= Beginning of Section =
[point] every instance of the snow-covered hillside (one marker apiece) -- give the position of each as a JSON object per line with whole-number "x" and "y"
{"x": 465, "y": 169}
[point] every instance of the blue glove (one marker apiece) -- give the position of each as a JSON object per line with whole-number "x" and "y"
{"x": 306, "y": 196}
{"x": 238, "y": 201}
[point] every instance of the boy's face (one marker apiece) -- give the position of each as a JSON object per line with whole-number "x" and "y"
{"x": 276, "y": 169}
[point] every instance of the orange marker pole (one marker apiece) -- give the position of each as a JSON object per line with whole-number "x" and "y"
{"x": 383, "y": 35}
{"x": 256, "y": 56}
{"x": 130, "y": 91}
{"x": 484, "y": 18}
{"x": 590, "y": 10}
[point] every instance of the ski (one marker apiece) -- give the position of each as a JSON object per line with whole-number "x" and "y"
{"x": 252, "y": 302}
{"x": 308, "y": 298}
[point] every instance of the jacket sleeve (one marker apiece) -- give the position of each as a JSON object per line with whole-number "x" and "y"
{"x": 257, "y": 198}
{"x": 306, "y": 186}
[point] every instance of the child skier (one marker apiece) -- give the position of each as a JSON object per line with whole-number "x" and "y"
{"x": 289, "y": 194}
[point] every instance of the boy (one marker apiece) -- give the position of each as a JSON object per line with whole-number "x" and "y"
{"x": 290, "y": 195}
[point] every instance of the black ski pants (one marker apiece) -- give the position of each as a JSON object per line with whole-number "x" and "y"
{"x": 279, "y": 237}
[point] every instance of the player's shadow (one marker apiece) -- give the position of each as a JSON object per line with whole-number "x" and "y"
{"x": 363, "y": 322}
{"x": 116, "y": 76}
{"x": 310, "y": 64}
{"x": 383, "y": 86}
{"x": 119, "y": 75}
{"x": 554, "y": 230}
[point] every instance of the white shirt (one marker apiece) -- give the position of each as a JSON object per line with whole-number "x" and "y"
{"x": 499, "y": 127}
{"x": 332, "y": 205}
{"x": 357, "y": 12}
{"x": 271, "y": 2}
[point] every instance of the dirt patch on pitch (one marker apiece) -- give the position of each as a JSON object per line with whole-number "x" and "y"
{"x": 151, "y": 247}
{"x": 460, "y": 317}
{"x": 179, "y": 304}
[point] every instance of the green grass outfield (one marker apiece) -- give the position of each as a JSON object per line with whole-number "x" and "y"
= End of Section =
WORK ORDER:
The answer should be exactly the lines from the one that contains "[point] every instance of the white" through the end of the entries, both ends included, and nothing besides.

EXERCISE RESPONSE:
[point] every instance of the white shirt (one marker apiece) -- give the position of each as a JSON object per line with whole-number "x" and "y"
{"x": 499, "y": 127}
{"x": 332, "y": 205}
{"x": 357, "y": 12}
{"x": 271, "y": 2}
[point] every instance of the dirt patch on pitch (one marker apiece) -- give the position of each as a JSON object per line with whole-number "x" and "y"
{"x": 151, "y": 247}
{"x": 460, "y": 317}
{"x": 179, "y": 304}
[point] every instance of the green grass outfield (one marker apiece) -- give the position of each as a JSON object per line with whole-number "x" and "y"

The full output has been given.